This is the main pipeline that is used internally for loading the data into the RNAcentral database. More information. The pipeline is nextflow based and the main entry point is main.nf.
The pipeline is typically run as:
nextflow run -profile env -with-singularity pipeline.sif main.nf
The pipeline is meant to run
The pipeline requires a local.config
file to exist and contain some
information. Notably a PGDATABASE
environment variable must be defined so
data can be imported or fetched. In addition, to import specific databases
there must be a params.import_data.databases
dict defined. The keys must be
known databases names and the values should be truthy to indicate the databases
should be imported.
There is some more advanced configuration options available, such as turning on or off specific parts of the pipeline like genome mapping, qa, etc.
The pipeline is meant to run in docker or singularity. You should build or fetch a suitable container. Some example commands are below.
-
build container
docker build -t rnacentral-import-pipeline .

(Records held in a dataset)

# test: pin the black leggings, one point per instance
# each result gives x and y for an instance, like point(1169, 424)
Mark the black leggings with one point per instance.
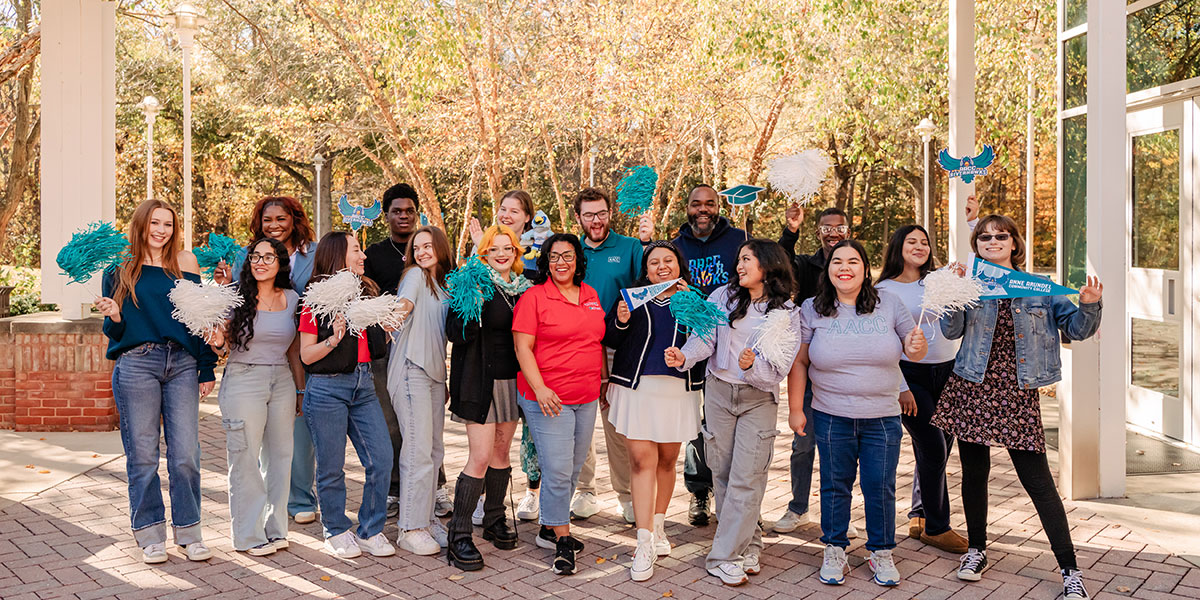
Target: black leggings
point(1033, 471)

To do:
1. Do the following statements agree with the text on the RNAcentral import pipeline? Answer yes or no for each, and quote the deciding words of the text.
(a) The pipeline's main entry point is main.nf.
(b) Genome mapping is a part of the pipeline that cannot be turned off.
(c) The pipeline is meant to run only in docker.
2. Proceed with the text on the RNAcentral import pipeline, starting right after its last line.

Answers by task:
1.
(a) Yes: "the main entry point is main.nf"
(b) No: "such as turning on or off specific parts of the pipeline like genome mapping, qa, etc."
(c) No: "The pipeline is meant to run in docker or singularity."

2.
-
open interactive shell inside a running container
docker run -v `pwd`:/rnacentral/rnacentral-import-pipeline -v /path/to/data:/rnacentral/data/ -it rnacentral-import-pipeline bash
Several tests require fetching some data files prior to testing. The files can be fetched with:
./scripts/fetch-test-data.sh
The tests can then be run using py.test. For example, running Ensembl importing tests can be done with:
py.test tests/databases/ensembl/
The pipeline requires the NXF_OPTS
environment variable to be set to
-Dnxf.pool.type=sync -Dnxf.pool.maxThreads=10000
, a module for doing this is
in modules/cluster
. Also some configuration settings for efficient usage on
EBI's LSF cluster are in config/cluster.config
.
See LICENSE for more information.